* [WORK INSTRUCTIONS] List every dollar amount mentioned in the article below about the regulatory probe into Ant Group and Alibaba.

>> START PASSAGE TO READ

The development is coming at the heels of suspension of Ant’s $37 billion mega IPO scheduled for Shanghai and Hong Kong markets in November.

Regulators have been looking into the affairs of Alibaba’s Jack Ma, who heads a conglomerate of online technologies that include Ant. Ma owns one-third stake in Ant Group which has become a target in the latest Chinese attempt to regulate its online industry.

Ma became critical of many regulatory measures in China, especially the Basel Accord, a series of international regulations that require banks to hold a certain amount of capital, as outmoded for the modern era. Part of his complaints is about the inadequacies of the Chinese lending institutions.

He accused the institutions of having a “pawnship” mentality of using collateral instead of advanced credit ratings and watchdogs of not knowing the difference between regulation and supervision.

The criticism has sparked undue interest not only in Ma’s businesses, but other key investments currently commanding immense value, in some cases, above state-owned companies, including the central bank.

Regulators said Ant should rectify financial regulatory violations it has been accused of; in its subsidiaries that include credit, insurance and wealth management business, and overhaul its credit rating business to protect personal information.

The development has not only shattered the expectations of investors, it has also created future uncertainties for the shares of Ant. The company increased its buyback plan from $6 billion to $10 billion in effort to ease concerns of investors. The buyback program will be effective for two years through the end of 2022, but it failed to hold off the concerns of investors.

As a result, Alibaba’s shares slumped 9% to their lowest since June on Monday, knocking almost $116 billion off the tech giant’s Hong Kong-listed shares. That’s after its US stock had nosedived more than 15% last week Thursday, following the news that China has launched antitrust investigations into Alibaba’s chain of businesses, particularly the finance sector.

The company has lost more than $200 billion in market value since November, when Ant’s initial public offering was called off.

The concern of investors is based on the manner and weight of penalty the Chinese authorities will hand to Alibaba if it is found wanting in any area of the probe.

“The antitrust investigation into Alibaba has yet to specify the penalties, which is worrying investors a lot,” said Zhang Zihua, chief investment officer of Beijing Yunyi Asset, adding that the probe outcome could greatly change the company valuations.

While the Chinese authorities are not ignorant of the role of its online industry in its economy, the investigation has become a bitter pill they must give the players to show them who is calling the shots.

Ant was valued at about $315 billion before its IPO was halted. The company’s payment system commanded $17 trillion worth of transactions in one year, a market influence that would be severely undermined if Alibaba is penalized.

>> END PASSAGE TO READ
>> START DATASET

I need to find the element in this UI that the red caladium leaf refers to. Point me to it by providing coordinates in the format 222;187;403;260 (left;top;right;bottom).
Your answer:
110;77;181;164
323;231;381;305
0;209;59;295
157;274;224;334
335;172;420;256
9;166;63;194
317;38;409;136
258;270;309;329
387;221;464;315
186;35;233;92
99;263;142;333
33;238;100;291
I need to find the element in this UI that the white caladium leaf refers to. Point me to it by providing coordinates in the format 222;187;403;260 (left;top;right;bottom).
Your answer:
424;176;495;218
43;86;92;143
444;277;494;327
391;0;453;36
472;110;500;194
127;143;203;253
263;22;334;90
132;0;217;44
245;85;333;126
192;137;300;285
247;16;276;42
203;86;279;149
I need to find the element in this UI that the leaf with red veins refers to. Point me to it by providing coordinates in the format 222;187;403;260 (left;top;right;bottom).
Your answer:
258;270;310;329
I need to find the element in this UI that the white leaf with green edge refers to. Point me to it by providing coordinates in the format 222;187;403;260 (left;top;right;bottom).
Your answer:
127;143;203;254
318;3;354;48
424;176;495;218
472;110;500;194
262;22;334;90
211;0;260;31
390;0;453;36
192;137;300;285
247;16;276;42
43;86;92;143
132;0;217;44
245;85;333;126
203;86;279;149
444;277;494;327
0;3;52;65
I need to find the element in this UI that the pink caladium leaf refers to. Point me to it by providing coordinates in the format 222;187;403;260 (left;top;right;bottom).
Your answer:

>> END DATASET

* [RIGHT ANSWER] $37 billion, $6 billion, $10 billion, $116 billion, $200 billion, $315 billion, $17 trillion